### Exercise brief
Each line of the data below that holds the word "detect" is to be reported in full.

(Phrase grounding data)
· · · · ·

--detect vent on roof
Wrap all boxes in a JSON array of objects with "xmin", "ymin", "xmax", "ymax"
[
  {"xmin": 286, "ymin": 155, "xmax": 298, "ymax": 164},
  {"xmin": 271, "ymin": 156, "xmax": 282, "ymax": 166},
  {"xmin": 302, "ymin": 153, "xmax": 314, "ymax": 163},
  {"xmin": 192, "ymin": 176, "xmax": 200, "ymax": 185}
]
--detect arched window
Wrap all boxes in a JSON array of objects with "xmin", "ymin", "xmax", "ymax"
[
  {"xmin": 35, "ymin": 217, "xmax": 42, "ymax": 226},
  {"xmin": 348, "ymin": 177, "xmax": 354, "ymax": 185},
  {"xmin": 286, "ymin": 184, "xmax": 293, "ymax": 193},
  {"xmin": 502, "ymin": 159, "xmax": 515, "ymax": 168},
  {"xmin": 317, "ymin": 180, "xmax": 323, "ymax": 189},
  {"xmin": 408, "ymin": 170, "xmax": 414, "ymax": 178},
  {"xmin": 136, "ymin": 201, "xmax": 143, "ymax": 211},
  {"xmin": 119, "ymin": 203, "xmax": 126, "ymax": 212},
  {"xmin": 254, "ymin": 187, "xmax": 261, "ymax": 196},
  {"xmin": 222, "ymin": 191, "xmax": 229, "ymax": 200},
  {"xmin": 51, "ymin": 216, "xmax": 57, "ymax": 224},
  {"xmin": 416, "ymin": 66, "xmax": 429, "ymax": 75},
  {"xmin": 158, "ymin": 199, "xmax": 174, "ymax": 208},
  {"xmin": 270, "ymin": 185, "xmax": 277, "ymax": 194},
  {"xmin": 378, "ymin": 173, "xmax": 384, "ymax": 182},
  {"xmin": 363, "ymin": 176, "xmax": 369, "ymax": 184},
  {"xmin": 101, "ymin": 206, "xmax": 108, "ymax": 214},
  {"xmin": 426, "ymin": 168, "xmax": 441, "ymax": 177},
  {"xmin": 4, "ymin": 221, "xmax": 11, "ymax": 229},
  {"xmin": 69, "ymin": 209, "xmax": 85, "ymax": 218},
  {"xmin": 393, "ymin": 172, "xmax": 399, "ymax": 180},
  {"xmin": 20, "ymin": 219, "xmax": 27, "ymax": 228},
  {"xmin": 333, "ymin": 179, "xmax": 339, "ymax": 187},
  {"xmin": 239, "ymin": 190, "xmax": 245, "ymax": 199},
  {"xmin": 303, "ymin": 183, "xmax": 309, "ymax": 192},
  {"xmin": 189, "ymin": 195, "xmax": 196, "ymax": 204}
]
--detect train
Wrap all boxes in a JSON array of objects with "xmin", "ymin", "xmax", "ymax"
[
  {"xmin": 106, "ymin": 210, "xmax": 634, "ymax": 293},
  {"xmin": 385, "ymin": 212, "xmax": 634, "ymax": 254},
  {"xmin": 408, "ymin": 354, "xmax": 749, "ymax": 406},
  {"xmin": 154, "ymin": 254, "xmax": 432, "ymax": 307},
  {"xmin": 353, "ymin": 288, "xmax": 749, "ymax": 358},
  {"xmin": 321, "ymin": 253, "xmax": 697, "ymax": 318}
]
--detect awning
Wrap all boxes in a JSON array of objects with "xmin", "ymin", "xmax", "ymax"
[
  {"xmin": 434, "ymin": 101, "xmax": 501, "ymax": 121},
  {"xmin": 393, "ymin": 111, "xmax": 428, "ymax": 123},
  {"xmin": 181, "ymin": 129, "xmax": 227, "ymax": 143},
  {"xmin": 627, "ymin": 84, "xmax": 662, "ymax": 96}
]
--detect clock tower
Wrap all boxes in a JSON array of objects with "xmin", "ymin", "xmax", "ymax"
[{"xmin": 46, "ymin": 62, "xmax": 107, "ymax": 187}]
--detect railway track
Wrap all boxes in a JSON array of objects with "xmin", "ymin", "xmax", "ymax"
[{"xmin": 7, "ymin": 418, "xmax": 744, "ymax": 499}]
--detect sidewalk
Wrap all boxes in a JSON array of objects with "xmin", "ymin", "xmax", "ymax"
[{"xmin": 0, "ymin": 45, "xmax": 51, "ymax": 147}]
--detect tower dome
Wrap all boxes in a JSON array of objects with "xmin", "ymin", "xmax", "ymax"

· · · · ·

### Expected answer
--detect vent on roof
--detect arched window
--detect train
--detect awning
--detect clock tower
--detect railway track
--detect sidewalk
--detect tower dome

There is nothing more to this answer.